*Record list*:
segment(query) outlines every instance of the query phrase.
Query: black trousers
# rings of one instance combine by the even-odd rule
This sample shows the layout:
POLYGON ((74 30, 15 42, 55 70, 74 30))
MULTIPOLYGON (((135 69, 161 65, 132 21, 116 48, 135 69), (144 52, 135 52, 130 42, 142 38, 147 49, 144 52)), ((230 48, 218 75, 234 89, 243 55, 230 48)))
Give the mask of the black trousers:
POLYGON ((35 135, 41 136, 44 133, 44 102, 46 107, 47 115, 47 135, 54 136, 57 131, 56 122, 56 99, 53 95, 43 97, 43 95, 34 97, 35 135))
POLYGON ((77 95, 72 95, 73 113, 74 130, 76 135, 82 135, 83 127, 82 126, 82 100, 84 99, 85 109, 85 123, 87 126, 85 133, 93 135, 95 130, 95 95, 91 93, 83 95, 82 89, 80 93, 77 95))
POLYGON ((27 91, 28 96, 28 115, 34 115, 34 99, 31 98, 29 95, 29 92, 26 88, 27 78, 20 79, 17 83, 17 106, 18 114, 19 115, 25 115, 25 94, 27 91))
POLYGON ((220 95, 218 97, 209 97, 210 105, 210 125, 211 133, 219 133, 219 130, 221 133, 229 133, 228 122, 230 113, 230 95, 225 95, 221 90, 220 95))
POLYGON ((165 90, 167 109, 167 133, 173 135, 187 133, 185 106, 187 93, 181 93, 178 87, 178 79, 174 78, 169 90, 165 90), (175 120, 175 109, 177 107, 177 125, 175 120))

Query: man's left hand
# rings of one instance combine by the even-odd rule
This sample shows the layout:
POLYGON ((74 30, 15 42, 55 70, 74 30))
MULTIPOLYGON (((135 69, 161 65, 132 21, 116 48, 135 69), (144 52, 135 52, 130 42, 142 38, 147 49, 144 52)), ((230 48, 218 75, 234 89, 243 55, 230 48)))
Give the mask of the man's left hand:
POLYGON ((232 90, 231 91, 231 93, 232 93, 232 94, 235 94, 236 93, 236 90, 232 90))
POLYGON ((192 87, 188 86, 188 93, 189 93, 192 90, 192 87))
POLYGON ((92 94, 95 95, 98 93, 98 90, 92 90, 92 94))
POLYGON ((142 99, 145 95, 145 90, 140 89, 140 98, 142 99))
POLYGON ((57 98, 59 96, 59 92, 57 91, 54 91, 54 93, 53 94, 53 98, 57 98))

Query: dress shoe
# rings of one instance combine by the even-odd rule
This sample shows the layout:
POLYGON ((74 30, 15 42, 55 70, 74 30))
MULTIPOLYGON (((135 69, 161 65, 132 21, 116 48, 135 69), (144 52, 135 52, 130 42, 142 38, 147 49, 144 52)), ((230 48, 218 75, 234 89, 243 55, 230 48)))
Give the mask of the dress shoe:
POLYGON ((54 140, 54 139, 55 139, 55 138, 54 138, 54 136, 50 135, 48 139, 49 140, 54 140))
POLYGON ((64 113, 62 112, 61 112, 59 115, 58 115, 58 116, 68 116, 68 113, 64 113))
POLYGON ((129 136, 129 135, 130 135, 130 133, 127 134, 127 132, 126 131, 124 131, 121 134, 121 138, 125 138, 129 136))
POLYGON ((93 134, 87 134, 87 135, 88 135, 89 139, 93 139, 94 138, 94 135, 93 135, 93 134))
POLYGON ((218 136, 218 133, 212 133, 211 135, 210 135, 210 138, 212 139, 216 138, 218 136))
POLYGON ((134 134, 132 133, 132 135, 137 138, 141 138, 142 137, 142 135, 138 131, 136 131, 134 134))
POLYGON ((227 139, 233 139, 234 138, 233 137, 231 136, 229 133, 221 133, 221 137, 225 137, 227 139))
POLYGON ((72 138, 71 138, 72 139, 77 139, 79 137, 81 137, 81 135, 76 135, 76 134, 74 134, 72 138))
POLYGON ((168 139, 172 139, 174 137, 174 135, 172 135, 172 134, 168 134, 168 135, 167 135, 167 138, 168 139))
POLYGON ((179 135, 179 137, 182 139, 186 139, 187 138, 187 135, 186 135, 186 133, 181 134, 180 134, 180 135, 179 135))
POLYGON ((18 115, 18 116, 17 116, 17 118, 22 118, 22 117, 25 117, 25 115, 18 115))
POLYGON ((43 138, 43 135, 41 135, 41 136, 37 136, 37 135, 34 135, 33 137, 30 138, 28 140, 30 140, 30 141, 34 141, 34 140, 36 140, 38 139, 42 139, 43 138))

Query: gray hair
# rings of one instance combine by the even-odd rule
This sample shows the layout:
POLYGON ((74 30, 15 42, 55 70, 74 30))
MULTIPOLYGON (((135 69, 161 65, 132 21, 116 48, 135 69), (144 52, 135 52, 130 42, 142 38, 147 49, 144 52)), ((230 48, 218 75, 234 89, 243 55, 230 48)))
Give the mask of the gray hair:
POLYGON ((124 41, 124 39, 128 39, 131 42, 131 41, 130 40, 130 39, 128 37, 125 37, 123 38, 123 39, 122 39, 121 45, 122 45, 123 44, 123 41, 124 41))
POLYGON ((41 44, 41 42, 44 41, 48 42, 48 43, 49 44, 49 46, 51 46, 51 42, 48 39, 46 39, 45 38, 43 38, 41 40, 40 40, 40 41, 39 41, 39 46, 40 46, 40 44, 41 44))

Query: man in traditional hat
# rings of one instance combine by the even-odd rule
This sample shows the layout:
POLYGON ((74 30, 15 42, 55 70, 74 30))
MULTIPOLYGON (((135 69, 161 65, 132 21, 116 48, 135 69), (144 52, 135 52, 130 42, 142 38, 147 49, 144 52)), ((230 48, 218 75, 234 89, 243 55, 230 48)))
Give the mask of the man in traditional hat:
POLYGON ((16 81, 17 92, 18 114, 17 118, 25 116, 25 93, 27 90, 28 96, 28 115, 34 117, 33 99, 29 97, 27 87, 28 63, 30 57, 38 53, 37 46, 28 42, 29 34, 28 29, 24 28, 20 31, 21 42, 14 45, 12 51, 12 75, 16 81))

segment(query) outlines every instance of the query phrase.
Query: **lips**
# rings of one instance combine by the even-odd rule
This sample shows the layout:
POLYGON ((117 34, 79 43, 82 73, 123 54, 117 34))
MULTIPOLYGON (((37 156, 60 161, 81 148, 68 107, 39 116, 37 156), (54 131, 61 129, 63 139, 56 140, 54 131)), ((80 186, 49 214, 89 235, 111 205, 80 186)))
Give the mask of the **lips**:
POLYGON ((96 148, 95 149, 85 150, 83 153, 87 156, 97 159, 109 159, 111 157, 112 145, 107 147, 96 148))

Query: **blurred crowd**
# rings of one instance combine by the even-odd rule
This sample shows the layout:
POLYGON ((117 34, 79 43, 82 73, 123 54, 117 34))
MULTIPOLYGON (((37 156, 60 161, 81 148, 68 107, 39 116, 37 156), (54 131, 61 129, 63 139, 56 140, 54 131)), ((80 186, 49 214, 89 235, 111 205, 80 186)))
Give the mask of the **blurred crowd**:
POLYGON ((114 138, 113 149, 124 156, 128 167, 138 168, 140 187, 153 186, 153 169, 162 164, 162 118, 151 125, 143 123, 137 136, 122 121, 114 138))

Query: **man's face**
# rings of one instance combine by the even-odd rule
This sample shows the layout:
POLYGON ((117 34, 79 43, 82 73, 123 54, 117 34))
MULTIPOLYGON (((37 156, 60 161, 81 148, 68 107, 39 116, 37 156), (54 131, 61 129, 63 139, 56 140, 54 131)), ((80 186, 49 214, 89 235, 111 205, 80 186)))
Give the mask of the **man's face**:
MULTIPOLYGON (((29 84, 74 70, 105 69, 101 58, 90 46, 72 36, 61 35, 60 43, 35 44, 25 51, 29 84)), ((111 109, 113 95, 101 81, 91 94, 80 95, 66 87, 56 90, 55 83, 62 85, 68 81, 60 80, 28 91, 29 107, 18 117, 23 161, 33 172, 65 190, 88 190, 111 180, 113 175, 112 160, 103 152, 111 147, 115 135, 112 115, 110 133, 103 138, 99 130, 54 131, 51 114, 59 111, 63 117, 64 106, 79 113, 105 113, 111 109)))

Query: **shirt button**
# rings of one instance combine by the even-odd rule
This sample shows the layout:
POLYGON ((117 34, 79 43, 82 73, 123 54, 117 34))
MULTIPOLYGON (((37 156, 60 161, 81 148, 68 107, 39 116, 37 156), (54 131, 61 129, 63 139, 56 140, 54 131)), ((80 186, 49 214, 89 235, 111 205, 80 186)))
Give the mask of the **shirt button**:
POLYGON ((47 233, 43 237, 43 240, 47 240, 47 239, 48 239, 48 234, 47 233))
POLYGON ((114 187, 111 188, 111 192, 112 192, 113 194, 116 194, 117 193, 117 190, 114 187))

*Requirement*:
Rewrite the lines from the start of the entries through the line containing "POLYGON ((35 135, 41", inclusive, as a JSON list of strings, one string per line, with blank lines omitted.

*Response to this task*:
[
  "segment(query) outlines every instance of the query phrase.",
  "Query: black trousers",
  "# rings of one instance combine by the even-odd rule",
  "This sample shows the layout:",
  "POLYGON ((74 30, 15 42, 55 70, 74 30))",
  "MULTIPOLYGON (((135 69, 161 65, 132 21, 116 48, 135 69), (144 52, 135 52, 130 42, 142 38, 147 49, 144 52)), ((230 48, 218 75, 234 89, 243 55, 230 48)))",
  "Give the mask of the black trousers:",
  "POLYGON ((35 135, 41 136, 44 133, 44 102, 46 107, 47 115, 47 135, 54 136, 57 131, 56 122, 56 99, 53 95, 43 97, 43 95, 34 97, 35 135))"
]